** START Supplied data **

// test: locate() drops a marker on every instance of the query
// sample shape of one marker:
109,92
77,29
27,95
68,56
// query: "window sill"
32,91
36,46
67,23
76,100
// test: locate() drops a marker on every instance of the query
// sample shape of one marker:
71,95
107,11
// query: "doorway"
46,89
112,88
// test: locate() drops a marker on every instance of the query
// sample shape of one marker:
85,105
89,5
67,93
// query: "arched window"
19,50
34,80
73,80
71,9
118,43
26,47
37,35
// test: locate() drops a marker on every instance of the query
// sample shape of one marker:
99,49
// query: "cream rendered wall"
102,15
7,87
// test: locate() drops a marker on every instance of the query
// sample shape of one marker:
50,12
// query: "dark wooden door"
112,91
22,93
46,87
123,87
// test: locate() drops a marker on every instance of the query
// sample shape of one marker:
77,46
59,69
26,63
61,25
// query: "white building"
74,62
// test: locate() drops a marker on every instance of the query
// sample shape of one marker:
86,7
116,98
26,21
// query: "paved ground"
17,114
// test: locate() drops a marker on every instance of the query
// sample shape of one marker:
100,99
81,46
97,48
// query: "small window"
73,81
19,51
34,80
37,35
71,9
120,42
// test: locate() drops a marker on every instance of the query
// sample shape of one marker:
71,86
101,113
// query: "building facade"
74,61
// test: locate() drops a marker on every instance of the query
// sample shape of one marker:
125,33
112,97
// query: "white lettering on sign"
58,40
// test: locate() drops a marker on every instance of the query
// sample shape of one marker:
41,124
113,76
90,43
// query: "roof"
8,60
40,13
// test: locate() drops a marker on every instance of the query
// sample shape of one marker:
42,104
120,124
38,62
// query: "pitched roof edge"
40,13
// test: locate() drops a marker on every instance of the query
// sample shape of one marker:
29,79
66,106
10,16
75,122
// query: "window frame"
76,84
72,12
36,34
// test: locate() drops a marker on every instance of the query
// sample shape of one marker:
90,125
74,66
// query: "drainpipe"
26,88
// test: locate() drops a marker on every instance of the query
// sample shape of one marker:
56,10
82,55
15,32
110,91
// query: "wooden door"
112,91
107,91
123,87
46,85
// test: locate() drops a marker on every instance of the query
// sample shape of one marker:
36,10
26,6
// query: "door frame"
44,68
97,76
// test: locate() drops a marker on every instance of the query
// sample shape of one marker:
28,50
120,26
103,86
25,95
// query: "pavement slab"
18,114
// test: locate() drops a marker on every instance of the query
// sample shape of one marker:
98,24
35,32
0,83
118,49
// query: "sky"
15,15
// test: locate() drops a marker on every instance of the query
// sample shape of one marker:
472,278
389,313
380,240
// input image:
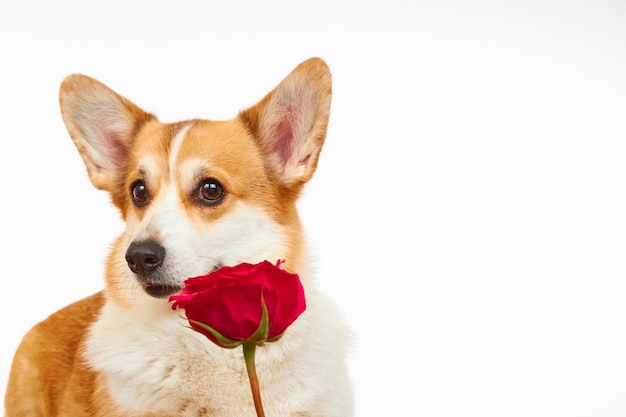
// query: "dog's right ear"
102,125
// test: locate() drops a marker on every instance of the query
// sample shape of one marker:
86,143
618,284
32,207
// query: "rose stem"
248,354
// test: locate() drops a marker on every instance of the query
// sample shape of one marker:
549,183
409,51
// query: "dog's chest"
167,368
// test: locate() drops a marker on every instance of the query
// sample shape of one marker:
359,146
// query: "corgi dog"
194,195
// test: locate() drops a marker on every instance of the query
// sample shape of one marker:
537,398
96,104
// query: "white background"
469,209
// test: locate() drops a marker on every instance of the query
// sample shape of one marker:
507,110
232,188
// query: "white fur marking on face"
174,149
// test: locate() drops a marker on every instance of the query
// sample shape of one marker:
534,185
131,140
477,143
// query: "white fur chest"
155,364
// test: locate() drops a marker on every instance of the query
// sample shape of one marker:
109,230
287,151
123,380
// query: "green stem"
248,354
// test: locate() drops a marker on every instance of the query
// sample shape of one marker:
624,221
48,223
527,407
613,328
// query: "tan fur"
75,362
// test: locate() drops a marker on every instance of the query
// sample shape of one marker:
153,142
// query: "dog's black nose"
145,256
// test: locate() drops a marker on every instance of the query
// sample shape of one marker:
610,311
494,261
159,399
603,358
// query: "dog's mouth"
160,290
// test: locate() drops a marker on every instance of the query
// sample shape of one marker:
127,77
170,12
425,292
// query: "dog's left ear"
290,122
102,125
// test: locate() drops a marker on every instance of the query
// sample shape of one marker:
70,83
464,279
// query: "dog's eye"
210,191
139,193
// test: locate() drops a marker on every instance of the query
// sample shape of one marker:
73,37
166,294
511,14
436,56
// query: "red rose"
231,301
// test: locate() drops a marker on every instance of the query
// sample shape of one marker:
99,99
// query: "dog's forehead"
188,151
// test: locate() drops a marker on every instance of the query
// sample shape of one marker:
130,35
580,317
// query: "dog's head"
199,194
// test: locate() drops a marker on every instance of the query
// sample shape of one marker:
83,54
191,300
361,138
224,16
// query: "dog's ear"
102,125
290,122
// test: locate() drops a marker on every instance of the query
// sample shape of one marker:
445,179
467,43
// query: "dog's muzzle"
145,258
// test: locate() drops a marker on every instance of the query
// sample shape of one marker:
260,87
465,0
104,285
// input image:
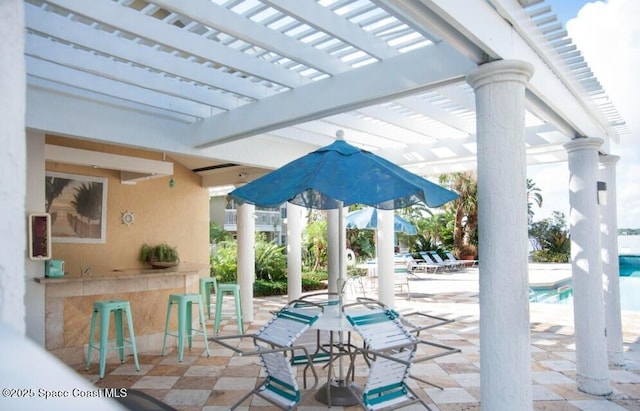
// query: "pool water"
629,287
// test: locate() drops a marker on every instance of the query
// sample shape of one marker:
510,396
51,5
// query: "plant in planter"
159,256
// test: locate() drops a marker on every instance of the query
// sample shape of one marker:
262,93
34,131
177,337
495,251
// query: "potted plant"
159,256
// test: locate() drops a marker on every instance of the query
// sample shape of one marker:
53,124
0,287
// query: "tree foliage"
550,239
270,261
465,207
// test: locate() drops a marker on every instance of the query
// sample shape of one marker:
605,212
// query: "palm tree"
53,188
465,207
87,201
316,239
533,196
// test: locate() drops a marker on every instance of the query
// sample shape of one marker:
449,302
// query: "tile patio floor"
202,383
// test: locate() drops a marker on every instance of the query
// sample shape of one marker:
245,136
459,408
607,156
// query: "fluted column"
610,263
586,265
505,354
246,258
294,251
12,166
384,254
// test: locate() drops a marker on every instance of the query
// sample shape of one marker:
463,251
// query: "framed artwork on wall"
78,207
39,236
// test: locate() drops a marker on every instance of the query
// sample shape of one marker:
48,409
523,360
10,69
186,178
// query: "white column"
333,252
384,250
294,251
505,354
610,263
35,202
586,265
12,166
246,258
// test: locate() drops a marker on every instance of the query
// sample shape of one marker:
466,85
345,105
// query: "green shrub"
546,256
224,264
271,263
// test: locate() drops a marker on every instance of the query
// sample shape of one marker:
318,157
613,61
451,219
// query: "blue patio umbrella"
339,175
367,219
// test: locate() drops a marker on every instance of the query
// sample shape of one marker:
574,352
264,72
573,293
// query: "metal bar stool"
105,308
185,325
221,290
205,291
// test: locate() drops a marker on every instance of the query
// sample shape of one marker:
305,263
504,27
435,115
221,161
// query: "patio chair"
401,279
417,322
420,266
390,348
466,263
452,265
274,344
313,340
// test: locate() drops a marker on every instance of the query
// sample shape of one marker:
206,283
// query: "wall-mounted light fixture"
602,193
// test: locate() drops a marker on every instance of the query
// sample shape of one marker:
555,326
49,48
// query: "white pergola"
233,88
236,87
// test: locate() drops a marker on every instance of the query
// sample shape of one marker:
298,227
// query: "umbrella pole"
342,265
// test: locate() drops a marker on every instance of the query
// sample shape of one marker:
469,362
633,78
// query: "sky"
607,33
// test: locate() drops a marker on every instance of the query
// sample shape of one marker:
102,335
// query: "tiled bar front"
69,303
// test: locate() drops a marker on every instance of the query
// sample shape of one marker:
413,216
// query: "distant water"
629,287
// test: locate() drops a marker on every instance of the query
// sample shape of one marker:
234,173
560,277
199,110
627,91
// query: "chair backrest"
313,339
392,348
428,258
289,323
450,256
286,326
436,257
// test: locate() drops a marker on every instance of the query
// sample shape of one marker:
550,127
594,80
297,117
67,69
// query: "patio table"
337,390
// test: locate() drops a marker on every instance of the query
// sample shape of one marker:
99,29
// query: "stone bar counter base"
69,303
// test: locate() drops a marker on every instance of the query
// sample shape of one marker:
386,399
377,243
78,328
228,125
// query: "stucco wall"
177,215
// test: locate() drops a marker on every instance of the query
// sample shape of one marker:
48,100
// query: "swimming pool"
629,287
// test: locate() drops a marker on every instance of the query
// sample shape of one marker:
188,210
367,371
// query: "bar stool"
221,290
105,308
205,291
185,325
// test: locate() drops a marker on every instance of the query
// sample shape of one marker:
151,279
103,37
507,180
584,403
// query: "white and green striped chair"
391,349
274,344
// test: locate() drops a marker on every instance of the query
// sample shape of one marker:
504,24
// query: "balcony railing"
265,220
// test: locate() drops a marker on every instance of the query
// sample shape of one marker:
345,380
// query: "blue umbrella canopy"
339,175
367,219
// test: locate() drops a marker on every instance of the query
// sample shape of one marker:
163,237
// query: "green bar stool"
205,291
221,290
105,308
185,325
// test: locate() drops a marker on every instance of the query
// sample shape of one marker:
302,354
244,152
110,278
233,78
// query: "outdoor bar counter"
69,304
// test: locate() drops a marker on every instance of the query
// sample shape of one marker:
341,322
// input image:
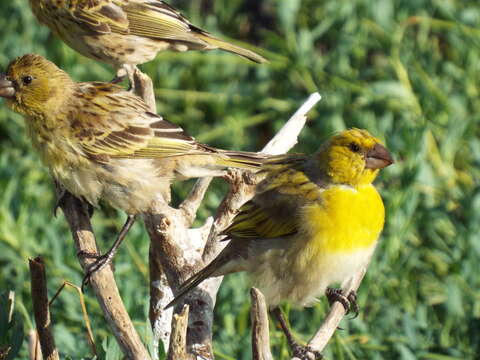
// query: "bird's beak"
378,158
7,90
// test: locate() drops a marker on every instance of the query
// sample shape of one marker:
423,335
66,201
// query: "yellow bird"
101,142
125,33
314,221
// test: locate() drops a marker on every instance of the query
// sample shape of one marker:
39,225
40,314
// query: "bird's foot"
304,352
100,262
349,302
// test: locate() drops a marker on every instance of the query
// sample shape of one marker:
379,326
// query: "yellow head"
34,86
352,157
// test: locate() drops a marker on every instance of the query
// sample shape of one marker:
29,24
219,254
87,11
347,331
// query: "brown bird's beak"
378,158
7,89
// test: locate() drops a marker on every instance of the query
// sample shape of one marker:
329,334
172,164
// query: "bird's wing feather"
155,19
115,123
271,213
95,16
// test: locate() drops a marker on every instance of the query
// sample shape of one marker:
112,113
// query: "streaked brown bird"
101,142
125,33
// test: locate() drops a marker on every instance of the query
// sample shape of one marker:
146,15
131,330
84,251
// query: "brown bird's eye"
27,79
354,147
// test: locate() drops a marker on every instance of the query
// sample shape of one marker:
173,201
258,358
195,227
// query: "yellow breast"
346,220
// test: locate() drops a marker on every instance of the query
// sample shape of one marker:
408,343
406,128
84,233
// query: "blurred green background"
408,71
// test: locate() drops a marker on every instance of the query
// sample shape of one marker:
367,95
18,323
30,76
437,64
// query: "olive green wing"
273,212
114,123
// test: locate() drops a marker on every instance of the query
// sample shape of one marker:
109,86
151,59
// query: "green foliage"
408,71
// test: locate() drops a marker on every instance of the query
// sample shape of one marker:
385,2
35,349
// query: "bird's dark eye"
354,147
27,79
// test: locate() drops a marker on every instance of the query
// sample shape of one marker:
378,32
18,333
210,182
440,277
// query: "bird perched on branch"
313,222
125,33
101,142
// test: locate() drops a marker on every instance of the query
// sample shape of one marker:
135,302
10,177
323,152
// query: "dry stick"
335,315
34,350
202,299
175,250
41,309
178,339
160,292
260,333
102,282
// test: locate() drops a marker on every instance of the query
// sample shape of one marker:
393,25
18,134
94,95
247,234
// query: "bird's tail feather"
217,43
242,160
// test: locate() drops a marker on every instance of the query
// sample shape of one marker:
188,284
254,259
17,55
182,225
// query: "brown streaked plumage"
125,33
101,142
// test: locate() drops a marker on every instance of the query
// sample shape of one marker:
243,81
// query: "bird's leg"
302,352
349,302
61,191
105,259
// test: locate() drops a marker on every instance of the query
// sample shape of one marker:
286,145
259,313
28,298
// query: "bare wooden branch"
86,319
34,350
260,331
178,339
191,204
321,338
176,251
40,308
144,88
102,282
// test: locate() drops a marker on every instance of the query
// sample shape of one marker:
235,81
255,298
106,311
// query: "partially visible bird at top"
313,222
125,33
100,141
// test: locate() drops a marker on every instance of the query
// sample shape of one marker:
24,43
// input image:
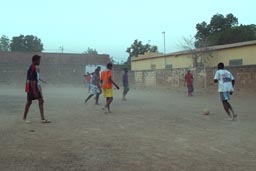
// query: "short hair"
220,65
109,65
35,58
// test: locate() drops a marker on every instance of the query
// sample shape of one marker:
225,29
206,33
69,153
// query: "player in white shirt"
226,84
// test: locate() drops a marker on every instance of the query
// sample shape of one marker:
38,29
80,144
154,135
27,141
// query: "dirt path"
154,130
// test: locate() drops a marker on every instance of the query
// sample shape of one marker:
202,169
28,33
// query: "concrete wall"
184,60
55,68
245,77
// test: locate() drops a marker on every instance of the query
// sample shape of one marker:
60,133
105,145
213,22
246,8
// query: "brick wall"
245,77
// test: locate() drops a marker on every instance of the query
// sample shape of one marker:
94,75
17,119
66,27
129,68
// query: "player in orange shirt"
106,82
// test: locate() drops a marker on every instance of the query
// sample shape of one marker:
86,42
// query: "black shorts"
30,96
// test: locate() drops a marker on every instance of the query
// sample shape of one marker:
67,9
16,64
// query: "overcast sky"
110,26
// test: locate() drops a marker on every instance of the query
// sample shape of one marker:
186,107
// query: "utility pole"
61,49
164,41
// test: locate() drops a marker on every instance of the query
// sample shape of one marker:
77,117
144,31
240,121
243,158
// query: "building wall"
182,61
245,77
246,53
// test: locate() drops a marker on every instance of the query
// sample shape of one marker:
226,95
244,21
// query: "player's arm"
110,79
43,80
233,83
216,77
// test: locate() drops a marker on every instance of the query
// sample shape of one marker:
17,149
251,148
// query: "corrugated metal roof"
210,48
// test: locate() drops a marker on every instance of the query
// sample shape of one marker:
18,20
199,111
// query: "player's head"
125,70
99,68
109,66
36,59
220,66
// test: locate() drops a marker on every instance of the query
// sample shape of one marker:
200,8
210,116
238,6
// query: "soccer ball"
206,111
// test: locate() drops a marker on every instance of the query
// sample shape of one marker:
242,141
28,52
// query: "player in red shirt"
189,82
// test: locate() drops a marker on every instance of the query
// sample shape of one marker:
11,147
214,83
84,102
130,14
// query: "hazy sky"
110,26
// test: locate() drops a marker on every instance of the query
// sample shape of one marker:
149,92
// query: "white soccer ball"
206,111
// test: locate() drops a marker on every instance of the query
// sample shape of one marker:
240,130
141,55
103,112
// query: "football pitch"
154,130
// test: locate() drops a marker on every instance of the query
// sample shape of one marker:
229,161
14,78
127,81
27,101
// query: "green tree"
200,56
138,48
223,30
91,51
28,43
4,43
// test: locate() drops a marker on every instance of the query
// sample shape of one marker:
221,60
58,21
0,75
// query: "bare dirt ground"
155,130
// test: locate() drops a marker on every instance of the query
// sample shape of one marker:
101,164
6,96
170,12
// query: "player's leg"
97,96
109,101
231,109
41,108
86,100
126,89
226,107
27,106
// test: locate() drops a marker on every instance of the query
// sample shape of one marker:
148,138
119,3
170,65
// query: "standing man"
33,88
95,86
88,80
125,83
226,83
189,81
106,81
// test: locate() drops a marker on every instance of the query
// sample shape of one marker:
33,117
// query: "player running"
106,81
226,83
33,88
125,83
95,88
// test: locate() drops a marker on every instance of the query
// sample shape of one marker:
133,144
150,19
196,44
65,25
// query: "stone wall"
245,77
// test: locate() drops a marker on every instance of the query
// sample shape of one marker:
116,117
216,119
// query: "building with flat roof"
236,54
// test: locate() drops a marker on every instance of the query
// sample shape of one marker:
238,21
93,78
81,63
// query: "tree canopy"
28,43
4,43
138,48
223,30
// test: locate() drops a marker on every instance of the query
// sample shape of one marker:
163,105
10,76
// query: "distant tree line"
223,30
21,43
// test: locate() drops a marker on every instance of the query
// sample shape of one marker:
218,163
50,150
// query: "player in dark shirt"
33,88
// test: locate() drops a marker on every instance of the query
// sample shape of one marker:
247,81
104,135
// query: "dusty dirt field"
155,130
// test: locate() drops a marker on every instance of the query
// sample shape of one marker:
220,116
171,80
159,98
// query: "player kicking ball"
33,89
226,83
106,82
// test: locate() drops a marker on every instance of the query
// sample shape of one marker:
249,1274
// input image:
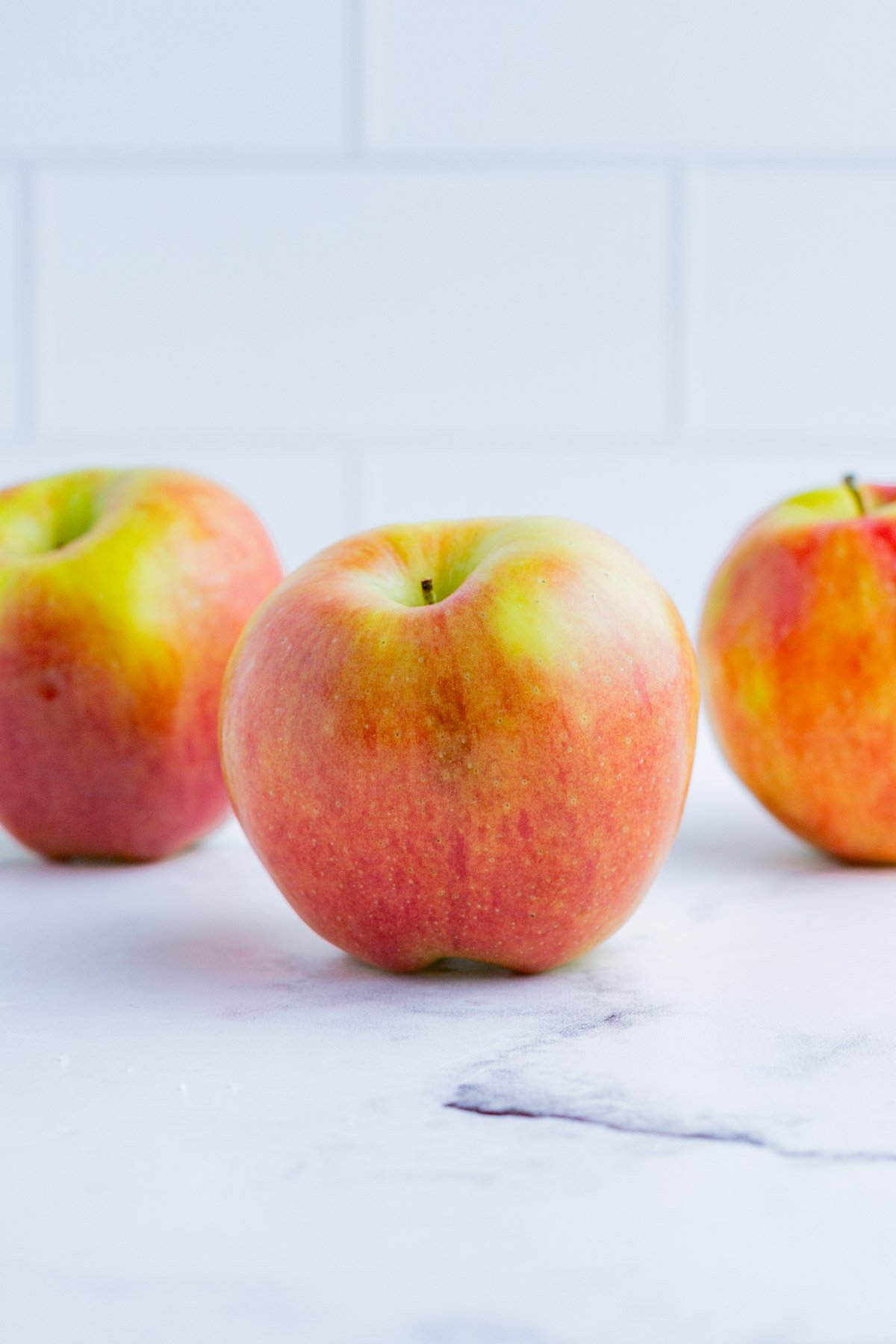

** END Supplied data **

Exercise prompt: Pick out every line in the records above that contains the string "roof" and copy each one.

Finished task:
// query: "roof"
// query: "pitched roof edge"
// query: "corrugated metal roof"
// query: "building with flat roof"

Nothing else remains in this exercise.